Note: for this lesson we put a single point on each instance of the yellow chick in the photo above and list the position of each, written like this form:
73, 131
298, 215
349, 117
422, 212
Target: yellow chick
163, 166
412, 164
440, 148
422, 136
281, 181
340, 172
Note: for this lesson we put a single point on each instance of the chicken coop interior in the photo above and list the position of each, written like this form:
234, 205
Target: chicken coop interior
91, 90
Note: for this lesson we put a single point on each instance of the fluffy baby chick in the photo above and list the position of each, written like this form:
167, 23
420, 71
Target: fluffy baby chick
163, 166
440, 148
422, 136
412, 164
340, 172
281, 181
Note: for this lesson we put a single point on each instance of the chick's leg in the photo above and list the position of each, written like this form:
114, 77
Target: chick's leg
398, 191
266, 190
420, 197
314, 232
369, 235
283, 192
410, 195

-.-.-

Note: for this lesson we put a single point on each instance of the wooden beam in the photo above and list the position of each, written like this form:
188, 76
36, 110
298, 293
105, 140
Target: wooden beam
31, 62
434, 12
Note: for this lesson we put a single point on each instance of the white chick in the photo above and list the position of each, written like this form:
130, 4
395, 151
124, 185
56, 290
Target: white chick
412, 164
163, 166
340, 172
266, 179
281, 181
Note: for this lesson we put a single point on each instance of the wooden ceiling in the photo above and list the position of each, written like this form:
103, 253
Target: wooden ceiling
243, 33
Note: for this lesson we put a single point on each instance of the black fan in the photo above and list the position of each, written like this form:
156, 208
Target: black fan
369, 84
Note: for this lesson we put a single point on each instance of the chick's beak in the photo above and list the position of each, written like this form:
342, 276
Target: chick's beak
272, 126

-.-.-

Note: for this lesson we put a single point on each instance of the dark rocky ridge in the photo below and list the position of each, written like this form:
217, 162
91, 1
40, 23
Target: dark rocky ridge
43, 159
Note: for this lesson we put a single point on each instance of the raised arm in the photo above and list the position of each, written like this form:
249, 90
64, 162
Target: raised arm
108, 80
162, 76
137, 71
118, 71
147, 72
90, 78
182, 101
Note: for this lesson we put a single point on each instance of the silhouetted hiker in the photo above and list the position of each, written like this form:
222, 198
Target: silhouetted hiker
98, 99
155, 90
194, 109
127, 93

-.-.-

- TASK DIRECTIONS -
Pull out each line of the records holding the string "photo".

- SOLUTION TO THE EXERCISE -
Note: for this lesson we put a single point on each instance of the yellow chick in the photo above and list the position of each, written like this form:
Note: for this lesson we put a single point on each instance of the chicken coop interior in the photo above and list the position of each, written like this form:
Note: for this lesson we put a single point on each instance of the fluffy baby chick in the photo above and list the position of each, written like this form:
Note: for this lesson we put a single point on each instance of the chick's leg in the photo above and list the position of each, written like this form:
Note: for this lesson we put a single point on each instance of the wooden beam in the photo above and list the position of each, written like this form:
Note: for this lesson we put a single point on each instance of the white chick in the photo above and list the position of each, written like this form:
Note: for this lesson we put a single point on each instance of the wooden ceiling in the photo above and list the position of each, written like this form:
Note: for this lesson we put a single point on each instance of the black fan in the photo above and list the position of each, written like this form:
Note: for this lesson we put a single point on each instance of the chick's beak in the photo above and list the position of each, written like this form:
Note: for this lesson we put a single point on each instance of the dark rocky ridge in the photo below and list the position of each, written like this form:
Note: for this lesson we put a single point on each instance of the raised arm in the photo above and list the position of each, written like this form:
Note: for this lesson we put a single point on each instance of the silhouetted hiker in the photo above and list the position of each, written like this form:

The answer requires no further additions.